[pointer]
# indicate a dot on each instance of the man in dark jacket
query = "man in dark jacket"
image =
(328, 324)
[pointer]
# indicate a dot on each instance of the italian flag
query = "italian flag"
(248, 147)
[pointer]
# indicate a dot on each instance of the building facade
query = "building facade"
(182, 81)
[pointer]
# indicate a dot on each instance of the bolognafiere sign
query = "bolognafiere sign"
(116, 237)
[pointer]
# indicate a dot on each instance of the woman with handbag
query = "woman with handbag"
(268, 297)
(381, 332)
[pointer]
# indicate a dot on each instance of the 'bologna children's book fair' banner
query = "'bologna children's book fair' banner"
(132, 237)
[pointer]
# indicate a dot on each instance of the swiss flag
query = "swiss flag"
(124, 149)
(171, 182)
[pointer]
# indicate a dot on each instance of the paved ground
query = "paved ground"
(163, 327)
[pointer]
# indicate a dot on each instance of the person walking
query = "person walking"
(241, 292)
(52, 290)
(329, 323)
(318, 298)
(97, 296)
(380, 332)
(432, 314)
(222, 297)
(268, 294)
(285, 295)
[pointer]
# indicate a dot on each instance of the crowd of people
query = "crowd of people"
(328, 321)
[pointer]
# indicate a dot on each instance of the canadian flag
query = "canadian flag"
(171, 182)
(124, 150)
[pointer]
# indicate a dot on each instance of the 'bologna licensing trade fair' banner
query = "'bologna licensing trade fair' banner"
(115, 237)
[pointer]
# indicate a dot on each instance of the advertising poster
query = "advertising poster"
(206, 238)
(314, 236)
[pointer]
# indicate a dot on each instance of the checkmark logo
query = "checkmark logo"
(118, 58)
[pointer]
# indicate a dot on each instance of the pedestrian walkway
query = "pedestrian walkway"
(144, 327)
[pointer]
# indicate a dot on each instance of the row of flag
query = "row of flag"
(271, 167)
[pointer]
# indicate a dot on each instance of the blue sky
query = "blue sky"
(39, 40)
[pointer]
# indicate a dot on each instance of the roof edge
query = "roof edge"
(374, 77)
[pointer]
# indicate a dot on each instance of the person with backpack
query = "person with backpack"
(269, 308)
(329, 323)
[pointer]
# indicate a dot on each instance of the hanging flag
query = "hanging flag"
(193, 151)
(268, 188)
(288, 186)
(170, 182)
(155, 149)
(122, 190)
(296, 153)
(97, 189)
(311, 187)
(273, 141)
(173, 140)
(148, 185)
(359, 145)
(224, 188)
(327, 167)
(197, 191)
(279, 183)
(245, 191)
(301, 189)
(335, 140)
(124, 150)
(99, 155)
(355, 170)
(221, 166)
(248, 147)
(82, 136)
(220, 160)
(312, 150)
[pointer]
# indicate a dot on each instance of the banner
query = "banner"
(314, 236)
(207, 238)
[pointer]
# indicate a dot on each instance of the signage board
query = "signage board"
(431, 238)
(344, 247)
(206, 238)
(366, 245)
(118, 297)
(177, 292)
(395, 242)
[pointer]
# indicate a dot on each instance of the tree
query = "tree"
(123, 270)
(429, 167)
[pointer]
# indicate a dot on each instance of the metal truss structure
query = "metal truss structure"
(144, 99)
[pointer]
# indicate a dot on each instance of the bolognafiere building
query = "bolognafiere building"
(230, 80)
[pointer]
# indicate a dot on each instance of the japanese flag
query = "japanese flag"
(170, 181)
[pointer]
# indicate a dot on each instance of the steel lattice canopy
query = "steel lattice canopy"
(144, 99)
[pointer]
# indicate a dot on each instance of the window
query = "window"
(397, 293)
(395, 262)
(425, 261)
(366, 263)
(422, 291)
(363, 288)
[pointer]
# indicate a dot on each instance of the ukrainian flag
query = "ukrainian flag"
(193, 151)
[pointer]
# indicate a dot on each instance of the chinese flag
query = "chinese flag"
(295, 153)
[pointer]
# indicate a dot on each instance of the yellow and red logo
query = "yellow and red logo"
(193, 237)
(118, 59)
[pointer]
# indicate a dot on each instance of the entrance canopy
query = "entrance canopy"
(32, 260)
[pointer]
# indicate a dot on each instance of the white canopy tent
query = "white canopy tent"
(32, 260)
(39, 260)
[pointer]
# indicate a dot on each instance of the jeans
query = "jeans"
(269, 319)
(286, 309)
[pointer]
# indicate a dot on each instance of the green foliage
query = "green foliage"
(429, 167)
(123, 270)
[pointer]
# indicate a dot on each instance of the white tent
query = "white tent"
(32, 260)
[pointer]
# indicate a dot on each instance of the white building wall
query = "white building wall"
□ □ □ □
### [PROMPT]
Please pull out every line of the rows above that contains the string "walking" and copy each such line in full. Case matters, so a match must have the same capitalization.

### [OUTPUT]
# indicate a dot on each instance of the person walking
query = "person walking"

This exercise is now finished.